• **CONSIGNA ESCRITA A**: Transcribe palabra por palabra el texto completo sobre el oficio de periodista.

• **FRAGMENTO DE PÁGINA**:
####

Me gusta la cara de admiración que pone la gente cuando digo: “Soy
periodista”. Les suena grandilocuente. No me gusta la que ponen cuando digo lo
que cobro: “¡No te lo puedo creer!” En un segundo se esfumó el caché. Aunque aclaro,
es menos deslucida que la mía en la fecha de pago.
Sin
embargo, y hay quien puede no creerlo o sentirlo, el que lleva bien adentro esta profesión, generalmente no tiene al
dinero como la madre de todas las cosas. Si fuera así, Cuba estuviera sin reporteros.

####

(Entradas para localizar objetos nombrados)
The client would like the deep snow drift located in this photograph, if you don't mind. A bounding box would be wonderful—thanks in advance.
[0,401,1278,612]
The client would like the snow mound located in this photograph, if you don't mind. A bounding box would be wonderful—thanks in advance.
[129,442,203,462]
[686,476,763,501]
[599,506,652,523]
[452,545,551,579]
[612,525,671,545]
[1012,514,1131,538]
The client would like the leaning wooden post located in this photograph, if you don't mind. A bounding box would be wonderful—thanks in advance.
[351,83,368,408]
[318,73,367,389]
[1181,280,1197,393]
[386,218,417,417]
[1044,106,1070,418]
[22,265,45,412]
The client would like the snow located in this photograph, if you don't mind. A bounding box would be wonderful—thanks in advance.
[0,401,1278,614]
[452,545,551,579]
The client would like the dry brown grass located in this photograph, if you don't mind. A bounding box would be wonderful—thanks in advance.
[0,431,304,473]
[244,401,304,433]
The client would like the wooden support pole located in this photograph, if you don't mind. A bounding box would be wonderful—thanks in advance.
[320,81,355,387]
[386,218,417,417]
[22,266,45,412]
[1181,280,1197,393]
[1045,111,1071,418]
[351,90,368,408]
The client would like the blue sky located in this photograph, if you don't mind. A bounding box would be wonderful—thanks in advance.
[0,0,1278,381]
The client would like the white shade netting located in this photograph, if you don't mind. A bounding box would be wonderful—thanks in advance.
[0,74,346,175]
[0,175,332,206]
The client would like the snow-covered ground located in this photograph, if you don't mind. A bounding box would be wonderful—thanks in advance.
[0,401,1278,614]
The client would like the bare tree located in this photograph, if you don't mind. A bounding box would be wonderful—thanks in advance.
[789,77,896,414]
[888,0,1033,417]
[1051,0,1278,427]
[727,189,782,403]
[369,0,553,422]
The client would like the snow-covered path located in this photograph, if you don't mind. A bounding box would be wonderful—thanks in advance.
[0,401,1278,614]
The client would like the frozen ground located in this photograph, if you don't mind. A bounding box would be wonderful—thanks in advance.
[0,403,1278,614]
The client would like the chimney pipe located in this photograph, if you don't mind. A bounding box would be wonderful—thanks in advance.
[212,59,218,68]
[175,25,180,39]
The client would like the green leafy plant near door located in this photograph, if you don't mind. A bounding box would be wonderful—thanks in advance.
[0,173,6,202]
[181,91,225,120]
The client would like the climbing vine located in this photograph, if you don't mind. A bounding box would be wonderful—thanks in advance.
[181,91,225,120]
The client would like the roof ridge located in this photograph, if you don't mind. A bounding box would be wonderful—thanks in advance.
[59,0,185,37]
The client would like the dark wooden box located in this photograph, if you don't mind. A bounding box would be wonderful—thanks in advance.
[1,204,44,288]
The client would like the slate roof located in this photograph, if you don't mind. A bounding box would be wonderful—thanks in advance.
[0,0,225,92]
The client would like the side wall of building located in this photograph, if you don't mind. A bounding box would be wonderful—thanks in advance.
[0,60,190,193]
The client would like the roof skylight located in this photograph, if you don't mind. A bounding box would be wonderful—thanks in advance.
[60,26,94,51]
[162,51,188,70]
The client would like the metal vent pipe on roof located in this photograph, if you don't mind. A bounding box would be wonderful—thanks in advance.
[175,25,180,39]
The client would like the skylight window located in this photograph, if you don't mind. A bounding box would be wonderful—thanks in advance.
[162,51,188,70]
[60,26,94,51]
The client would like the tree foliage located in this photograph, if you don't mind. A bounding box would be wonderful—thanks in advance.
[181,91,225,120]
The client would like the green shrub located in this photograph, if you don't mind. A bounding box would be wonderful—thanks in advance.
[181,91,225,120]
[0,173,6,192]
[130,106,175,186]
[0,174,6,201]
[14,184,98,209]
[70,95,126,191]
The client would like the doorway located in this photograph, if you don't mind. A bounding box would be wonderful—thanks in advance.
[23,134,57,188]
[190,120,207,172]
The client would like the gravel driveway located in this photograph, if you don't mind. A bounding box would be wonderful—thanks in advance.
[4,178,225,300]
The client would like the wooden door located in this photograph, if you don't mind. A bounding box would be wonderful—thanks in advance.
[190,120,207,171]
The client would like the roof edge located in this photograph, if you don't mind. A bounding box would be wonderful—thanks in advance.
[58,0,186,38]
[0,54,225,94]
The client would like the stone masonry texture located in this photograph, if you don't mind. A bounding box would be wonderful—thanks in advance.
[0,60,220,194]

####

• **CONSIGNA ESCRITA B**: Localiza todas las líneas de las entradas en las que aparece la cadena "pipe" y cópialas.

• **RESPUESTA ESPERADA A**:
Me gusta la cara de admiración que pone la gente cuando digo: “Soy
periodista”. Les suena grandilocuente. No me gusta la que ponen cuando digo lo
que cobro: “¡No te lo puedo creer!” En un segundo se esfumó el caché. Aunque aclaro,
es menos deslucida que la mía en la fecha de pago.
Sin
embargo, y hay quien puede no creerlo o sentirlo, el que lleva bien adentro esta profesión, generalmente no tiene al
dinero como la madre de todas las cosas. Si fuera así, Cuba estuviera sin reporteros.

• **RESPUESTA ESPERADA B**:
The client would like the chimney pipe located in this photograph, if you don't mind. A bounding box would be wonderful—thanks in advance.
The client would like the metal vent pipe on roof located in this photograph, if you don't mind. A bounding box would be wonderful—thanks in advance.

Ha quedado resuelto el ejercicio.